## Begin Material for this exercise

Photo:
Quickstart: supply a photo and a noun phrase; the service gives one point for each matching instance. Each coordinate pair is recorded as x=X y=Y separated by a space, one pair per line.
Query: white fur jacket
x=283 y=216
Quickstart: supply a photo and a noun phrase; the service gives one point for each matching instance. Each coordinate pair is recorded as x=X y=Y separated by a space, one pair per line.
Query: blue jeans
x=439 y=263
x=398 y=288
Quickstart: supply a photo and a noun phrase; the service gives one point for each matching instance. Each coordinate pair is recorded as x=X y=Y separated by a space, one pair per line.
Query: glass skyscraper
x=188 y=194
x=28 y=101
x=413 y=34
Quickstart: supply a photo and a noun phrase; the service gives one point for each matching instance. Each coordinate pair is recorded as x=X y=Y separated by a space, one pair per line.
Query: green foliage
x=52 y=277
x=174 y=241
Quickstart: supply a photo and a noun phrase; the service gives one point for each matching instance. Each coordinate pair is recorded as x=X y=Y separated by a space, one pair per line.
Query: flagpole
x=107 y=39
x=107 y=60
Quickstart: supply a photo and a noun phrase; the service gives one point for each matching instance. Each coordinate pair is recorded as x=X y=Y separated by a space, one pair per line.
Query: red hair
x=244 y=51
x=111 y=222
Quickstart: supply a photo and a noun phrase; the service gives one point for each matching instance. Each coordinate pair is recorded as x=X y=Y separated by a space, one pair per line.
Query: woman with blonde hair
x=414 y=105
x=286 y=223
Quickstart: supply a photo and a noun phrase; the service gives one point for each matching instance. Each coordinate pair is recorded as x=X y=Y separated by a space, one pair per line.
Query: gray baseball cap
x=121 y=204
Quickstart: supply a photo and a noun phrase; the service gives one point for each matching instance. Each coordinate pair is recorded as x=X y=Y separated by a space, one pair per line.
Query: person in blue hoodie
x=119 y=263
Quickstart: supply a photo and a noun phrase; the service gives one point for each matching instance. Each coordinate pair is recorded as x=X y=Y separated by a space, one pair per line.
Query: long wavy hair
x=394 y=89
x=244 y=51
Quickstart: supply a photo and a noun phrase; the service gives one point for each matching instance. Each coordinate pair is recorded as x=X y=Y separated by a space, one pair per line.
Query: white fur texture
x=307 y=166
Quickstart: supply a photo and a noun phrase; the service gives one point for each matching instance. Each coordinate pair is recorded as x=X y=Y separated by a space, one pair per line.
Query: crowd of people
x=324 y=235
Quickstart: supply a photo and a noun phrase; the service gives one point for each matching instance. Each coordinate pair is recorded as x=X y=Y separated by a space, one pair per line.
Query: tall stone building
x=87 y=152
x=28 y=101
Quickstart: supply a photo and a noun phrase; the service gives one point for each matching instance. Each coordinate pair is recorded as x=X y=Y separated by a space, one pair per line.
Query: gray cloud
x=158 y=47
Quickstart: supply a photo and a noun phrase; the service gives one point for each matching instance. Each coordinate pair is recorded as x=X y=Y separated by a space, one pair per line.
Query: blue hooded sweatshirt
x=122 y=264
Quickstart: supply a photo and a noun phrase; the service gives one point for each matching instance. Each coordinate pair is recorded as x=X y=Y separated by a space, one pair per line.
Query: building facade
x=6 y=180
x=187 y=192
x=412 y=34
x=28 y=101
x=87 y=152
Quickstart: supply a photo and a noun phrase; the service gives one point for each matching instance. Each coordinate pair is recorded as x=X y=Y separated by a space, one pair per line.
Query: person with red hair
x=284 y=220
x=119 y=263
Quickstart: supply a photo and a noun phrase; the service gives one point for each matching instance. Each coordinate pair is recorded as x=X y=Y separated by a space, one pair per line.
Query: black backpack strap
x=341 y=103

## End Material for this exercise

#### Requirements:
Reproduce every line of the rows above without any change.

#### Expected answer:
Photo:
Quickstart: supply a photo and a noun phrase; the service gives one point for each matching instance. Each coordinate pair is recorded as x=X y=Y separated by a space, one pair per line.
Query: white fur jacket
x=283 y=216
Quickstart: supply a photo and a noun phrase; the service gives one point for each matching instance. Each coordinate pair is recorded as x=X y=Y separated by a space, one pair per line.
Query: blue jeans
x=439 y=263
x=398 y=288
Quickstart: supply a photo and a noun phrase; the service gives one point for each matching instance. Each coordinate pair is recorded as x=X y=Y separated by a space, one pair per line.
Query: glass skyscraper
x=188 y=194
x=28 y=101
x=413 y=34
Quickstart: supply a photo and a noun phrase; the service gives one point for each matching instance. Each coordinate pair is recorded as x=X y=Y separated by a space, one pair per line.
Query: green foliage
x=52 y=277
x=174 y=241
Quickstart: supply a photo and a noun phrase; the service gives one point for each matching instance. Each coordinate pair is recorded as x=X y=Y separated by a space, one pair per line.
Query: flagpole
x=107 y=39
x=107 y=60
Quickstart: supply a photo and a noun phrase; the service gives one point for each matching instance. Each coordinate pair is recorded as x=X y=Y separated by a space, one pair per line.
Query: red hair
x=244 y=51
x=111 y=222
Quickstart: supply a photo and a noun phrase; the service gives one point for each matching instance. Each coordinate pair is recorded as x=X y=Y separated by a space, one pair per line.
Query: woman with blonde hair
x=414 y=105
x=286 y=223
Quickstart: supply a photo and a noun phrase; the service gives one point for each matching instance. Each coordinate pair is recorded as x=X y=Y separated by a space, one pair per line.
Query: gray baseball cap
x=121 y=204
Quickstart: supply a photo and a noun phrase; the service gives one point for each matching instance. Each coordinate pair is recorded as x=X y=Y separated by a space, one pair per line.
Query: person in blue hoodie
x=119 y=263
Quickstart: supply a photo and a noun phrase; the service gives one point for each matching instance. Each coordinate pair is recorded as x=X y=Y separated by a space, one pair per line.
Query: long wavy hair
x=394 y=89
x=244 y=51
Quickstart: supply a photo and a noun phrase; the service gives one point for each matching instance. Each coordinate pair is recorded as x=X y=Y separated by a space, one pair per line.
Query: white fur texture
x=307 y=166
Quickstart: supply a photo and a noun phrase; the service gives one point for each matching instance. Each coordinate pair is recorded as x=X y=Y separated by a space, one pair per line.
Query: crowd of people
x=324 y=235
Quickstart: supply a photo and a noun phrase; the service gives one point for each matching instance. Each coordinate pair is recorded as x=X y=Y separated by a space, one pair per line.
Query: tall stone building
x=87 y=152
x=28 y=101
Quickstart: supply a photo and a noun phrase; the service gives one point for each matching instance. Each coordinate pair is recorded as x=X y=Y separated by a space, one pair per line.
Query: gray cloud
x=158 y=47
Quickstart: supply a photo and a noun phrase; the service gives one point for each matching instance. Each coordinate pair is recorded as x=X y=Y separated by a space, one pair per line.
Query: blue hooded sweatshirt
x=122 y=264
Quickstart: supply a photo and a noun phrase; the service gives one point for each matching instance. Each coordinate pair is recorded as x=X y=Y separated by a space, one pair per line.
Query: building facade
x=6 y=180
x=187 y=192
x=412 y=34
x=28 y=101
x=87 y=152
Quickstart: supply a photo and a noun phrase; the service gives one point for each matching instance. Each coordinate pair is recorded as x=X y=Y separated by a space, one pair per line.
Query: person with red hair
x=284 y=220
x=119 y=263
Quickstart: supply a photo and a noun phrase; the service gives one point for each matching instance. Each coordinate pair is recorded as x=X y=Y separated by a space, one pair per line.
Query: black backpack strap
x=341 y=103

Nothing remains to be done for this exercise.